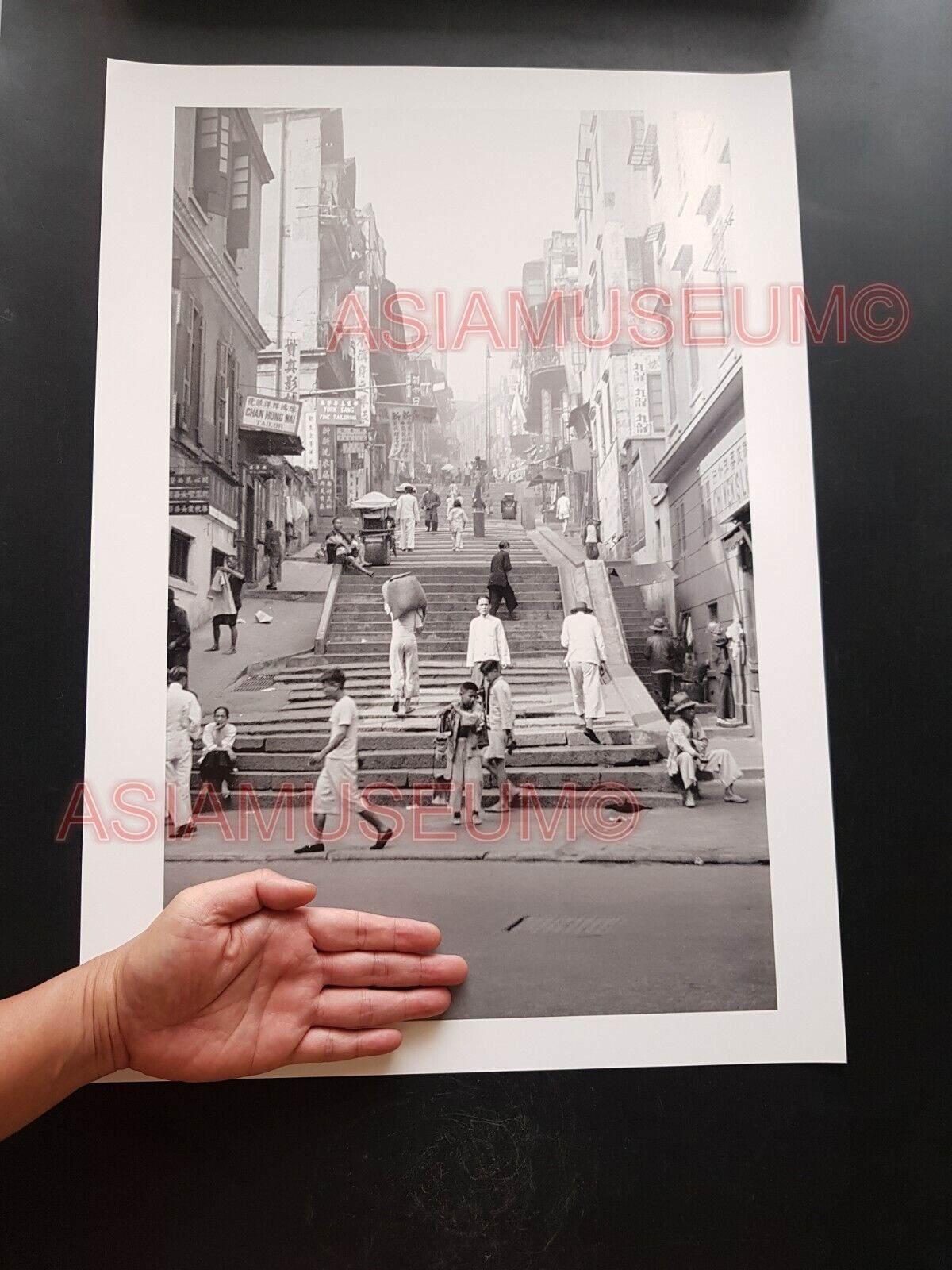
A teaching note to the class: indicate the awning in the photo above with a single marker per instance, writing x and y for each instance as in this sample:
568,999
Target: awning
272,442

...

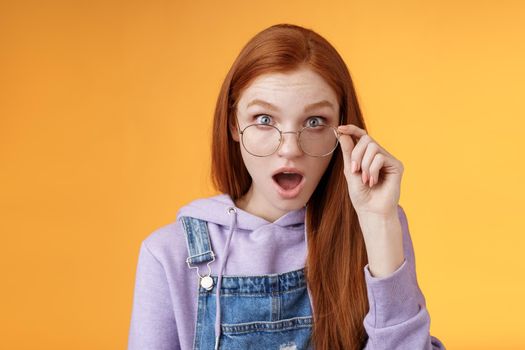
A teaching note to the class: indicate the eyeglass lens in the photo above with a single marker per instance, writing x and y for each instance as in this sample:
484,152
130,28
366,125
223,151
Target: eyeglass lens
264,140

** Task goal **
In the records, find every line that has the string "above" and copy it.

** Your solution **
A teaching note to the class: indicate the awning in the photo above with a single marker per instance, writing x and y for each instance as in this sample:
A teaching note to the class: indicate the eyeglass lens in the photo above with a single marker per instance, writing x and y for each instance as in this sample:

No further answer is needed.